Exercise task:
Print all the data, keeping every line exactly as it is.

Supplied data:
+++++

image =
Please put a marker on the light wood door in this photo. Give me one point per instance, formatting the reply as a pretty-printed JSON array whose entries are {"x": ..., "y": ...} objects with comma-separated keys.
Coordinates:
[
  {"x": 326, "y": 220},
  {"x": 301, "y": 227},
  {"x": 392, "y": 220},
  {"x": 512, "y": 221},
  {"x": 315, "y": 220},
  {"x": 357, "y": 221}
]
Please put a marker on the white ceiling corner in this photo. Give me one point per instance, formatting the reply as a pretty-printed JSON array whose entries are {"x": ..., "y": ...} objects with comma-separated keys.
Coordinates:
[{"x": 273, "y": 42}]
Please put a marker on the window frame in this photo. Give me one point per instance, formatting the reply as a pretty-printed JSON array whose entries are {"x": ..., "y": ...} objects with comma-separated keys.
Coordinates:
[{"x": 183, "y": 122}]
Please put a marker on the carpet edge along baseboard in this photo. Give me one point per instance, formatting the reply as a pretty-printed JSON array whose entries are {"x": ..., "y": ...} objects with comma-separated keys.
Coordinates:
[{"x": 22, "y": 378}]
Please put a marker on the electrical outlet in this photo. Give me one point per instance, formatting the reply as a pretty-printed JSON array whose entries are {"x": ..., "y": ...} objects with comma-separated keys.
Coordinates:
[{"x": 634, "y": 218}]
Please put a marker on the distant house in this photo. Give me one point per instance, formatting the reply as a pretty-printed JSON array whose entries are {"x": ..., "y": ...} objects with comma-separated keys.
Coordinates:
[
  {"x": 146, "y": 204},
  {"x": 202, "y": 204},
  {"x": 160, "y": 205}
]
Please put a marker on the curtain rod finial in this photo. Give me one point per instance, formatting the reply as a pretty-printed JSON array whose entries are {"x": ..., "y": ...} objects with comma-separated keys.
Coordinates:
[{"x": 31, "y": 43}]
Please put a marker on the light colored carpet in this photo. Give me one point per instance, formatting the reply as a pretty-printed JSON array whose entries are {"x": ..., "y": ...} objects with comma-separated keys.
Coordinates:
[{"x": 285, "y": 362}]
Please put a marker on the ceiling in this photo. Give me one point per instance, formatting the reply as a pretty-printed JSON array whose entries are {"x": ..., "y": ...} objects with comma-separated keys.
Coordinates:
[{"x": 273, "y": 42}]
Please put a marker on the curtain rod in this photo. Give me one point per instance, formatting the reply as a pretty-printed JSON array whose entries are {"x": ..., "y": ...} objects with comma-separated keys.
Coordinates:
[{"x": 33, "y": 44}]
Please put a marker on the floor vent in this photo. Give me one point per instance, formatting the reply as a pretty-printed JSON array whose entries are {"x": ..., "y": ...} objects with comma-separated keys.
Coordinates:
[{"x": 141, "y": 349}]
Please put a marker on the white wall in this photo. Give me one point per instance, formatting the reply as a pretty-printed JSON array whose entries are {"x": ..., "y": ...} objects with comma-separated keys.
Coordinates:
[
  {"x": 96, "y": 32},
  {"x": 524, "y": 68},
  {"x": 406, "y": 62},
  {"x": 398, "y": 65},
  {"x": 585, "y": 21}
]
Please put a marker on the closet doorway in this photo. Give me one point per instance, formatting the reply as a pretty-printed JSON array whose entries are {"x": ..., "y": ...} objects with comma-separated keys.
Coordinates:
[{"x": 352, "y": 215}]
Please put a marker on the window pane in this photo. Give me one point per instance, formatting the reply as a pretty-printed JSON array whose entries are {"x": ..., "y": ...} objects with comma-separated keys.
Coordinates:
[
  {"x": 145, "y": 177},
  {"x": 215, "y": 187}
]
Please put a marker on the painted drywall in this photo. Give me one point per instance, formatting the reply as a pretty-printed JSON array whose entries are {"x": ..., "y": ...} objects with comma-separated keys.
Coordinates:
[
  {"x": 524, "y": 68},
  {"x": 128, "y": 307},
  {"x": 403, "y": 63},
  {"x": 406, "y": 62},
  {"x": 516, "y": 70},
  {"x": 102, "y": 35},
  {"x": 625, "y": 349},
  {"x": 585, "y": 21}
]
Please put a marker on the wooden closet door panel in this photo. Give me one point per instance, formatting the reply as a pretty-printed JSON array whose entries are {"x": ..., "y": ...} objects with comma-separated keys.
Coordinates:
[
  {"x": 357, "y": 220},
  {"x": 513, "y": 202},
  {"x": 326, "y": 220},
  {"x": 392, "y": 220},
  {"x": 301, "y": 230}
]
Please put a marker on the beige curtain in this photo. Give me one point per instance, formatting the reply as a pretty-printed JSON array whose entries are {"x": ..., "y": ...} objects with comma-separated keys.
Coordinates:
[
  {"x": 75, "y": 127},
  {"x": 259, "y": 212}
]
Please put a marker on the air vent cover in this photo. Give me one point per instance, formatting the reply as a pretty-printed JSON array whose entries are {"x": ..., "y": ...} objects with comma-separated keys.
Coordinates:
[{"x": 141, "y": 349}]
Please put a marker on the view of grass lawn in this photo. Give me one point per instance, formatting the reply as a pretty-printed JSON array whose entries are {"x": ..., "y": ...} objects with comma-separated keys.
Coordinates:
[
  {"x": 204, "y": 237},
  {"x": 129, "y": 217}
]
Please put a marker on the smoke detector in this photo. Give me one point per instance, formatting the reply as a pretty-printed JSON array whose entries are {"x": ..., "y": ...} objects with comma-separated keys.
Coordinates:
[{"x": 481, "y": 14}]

+++++

Exercise solution:
image =
Please put a marker on the light wood door in this photo. Give me one point per instance, formatting the reply as a pretty-printed JSON array whose entries are {"x": ..., "y": ...} objects with comma-separated keys.
Coordinates:
[
  {"x": 326, "y": 220},
  {"x": 301, "y": 227},
  {"x": 392, "y": 220},
  {"x": 512, "y": 221},
  {"x": 315, "y": 220},
  {"x": 357, "y": 221}
]
Please put a marker on the white ceiling corner in this photo. Give me one point per instance, formatting the reply as a pretty-printed JSON array whose entries are {"x": ..., "y": ...} objects with comma-separated keys.
Coordinates:
[{"x": 273, "y": 42}]
Please put a marker on the window frame in this photo. Give me one point per instance, formatting the reply as a pretty-printed JSON array whose entries are {"x": ..., "y": ...} objects with comma-separated keys.
Coordinates:
[{"x": 183, "y": 122}]
Please put a marker on the carpet edge along baseboard in this photo. Give me one point per instance, formatting the reply as a pretty-printed JSON array whose entries are {"x": ..., "y": ...} objects with comma-separated keys.
Coordinates:
[{"x": 22, "y": 378}]
Please put a marker on the electrical outlet in this photo. Give me one point per instance, formatting the reply as a pretty-printed JSON array whose entries are {"x": ..., "y": ...} objects with comma-separated keys.
Coordinates:
[{"x": 634, "y": 218}]
Please put a marker on the distant house in this photo. Give me one point per instance, formatting the reply as a pretty-printed JSON array whose entries are {"x": ..., "y": ...} objects with comma-separated keys.
Coordinates:
[
  {"x": 146, "y": 204},
  {"x": 202, "y": 204},
  {"x": 160, "y": 205}
]
Please put a marker on the curtain rod finial in this photo. Give me one point per instance, formatting the reply as a pretty-printed JSON array whose entries are {"x": ..., "y": ...} objects with comma-separated keys.
Coordinates:
[{"x": 31, "y": 43}]
Please put a marker on the light colored carpet in this photo. Give me one point per instance, formatting the reply as a pretty-printed JSON array whose entries are {"x": ..., "y": ...} objects with comma-separated keys.
Coordinates:
[{"x": 285, "y": 362}]
Please put a marker on the ceiling in this photo. Give me one point per instance, formatting the reply as a pretty-printed JSON array whose entries are {"x": ..., "y": ...} objects with comma-separated keys.
Coordinates:
[{"x": 273, "y": 42}]
Please put a marker on the curtain rod in this photo. Give me one point per instance, formatting the reply as a pretty-printed JSON array whose entries are {"x": ..., "y": ...} objects with comma-separated keys.
Coordinates:
[{"x": 33, "y": 44}]
Please put a marker on the floor vent in this photo. Give me one point per instance, formatting the reply as a pretty-printed JSON array whose entries are {"x": ..., "y": ...} objects with comma-separated keys.
Coordinates:
[{"x": 141, "y": 349}]
Please put a marker on the white wall in this photo. Give me one point per instance, formatting the reply as a pretty-printed JSON array whose entries are {"x": ..., "y": ...} objects with comma-separated keys.
Coordinates:
[
  {"x": 96, "y": 32},
  {"x": 524, "y": 68},
  {"x": 406, "y": 62},
  {"x": 398, "y": 65},
  {"x": 585, "y": 21}
]
Please put a marker on the closet doorway in this photo. Give me one point per instance, formatting the reply as a pretty-printed JSON array whose entries are {"x": ..., "y": ...} objects with comma-separated keys.
Coordinates:
[{"x": 352, "y": 215}]
Please put a marker on the window pane in this photo. Give me one point per instance, formatting the reply as a pretty-printed JSON array whose entries are {"x": ..., "y": ...} objects with comma-separated keys.
Coordinates:
[
  {"x": 145, "y": 177},
  {"x": 215, "y": 187}
]
Please put a marker on the painted drywall in this photo. Give me one point per instance, formatting the reply as a pretty-printed JSON array whose entries are {"x": ..., "y": ...} objects with comma-separated keys.
Coordinates:
[
  {"x": 524, "y": 68},
  {"x": 128, "y": 307},
  {"x": 403, "y": 63},
  {"x": 406, "y": 62},
  {"x": 516, "y": 70},
  {"x": 102, "y": 35},
  {"x": 625, "y": 349},
  {"x": 585, "y": 21}
]
Please put a marker on the wooden closet door panel in this photo. Give me one point per instance, formatting the reply as a pretty-printed JSON array whose entries are {"x": ..., "y": ...} objects with comma-separated keys.
Coordinates:
[
  {"x": 357, "y": 220},
  {"x": 513, "y": 202},
  {"x": 326, "y": 220},
  {"x": 392, "y": 220},
  {"x": 301, "y": 230}
]
Please put a marker on the beige curtain in this photo. Give me one point per instance, formatting the reply as a pretty-printed JSON array whose entries are {"x": ..., "y": ...} objects with comma-separated keys.
Coordinates:
[
  {"x": 75, "y": 127},
  {"x": 259, "y": 212}
]
Please put a marker on the air vent cover in this photo. Give me one point per instance, formatting the reply as a pretty-printed JSON array whose entries are {"x": ..., "y": ...} objects with comma-separated keys.
Coordinates:
[{"x": 141, "y": 349}]
Please put a marker on the view of grass lawn in this photo. Give me one point per instance, formatting the reply as a pretty-printed JSON array whose entries are {"x": ..., "y": ...} objects with comma-separated keys.
Coordinates:
[
  {"x": 204, "y": 237},
  {"x": 129, "y": 217}
]
Please put a marker on the smoke detector in this photo. Give me one point per instance, formatting the reply as a pretty-printed JSON array whose entries are {"x": ..., "y": ...} objects with comma-separated keys.
Coordinates:
[{"x": 481, "y": 14}]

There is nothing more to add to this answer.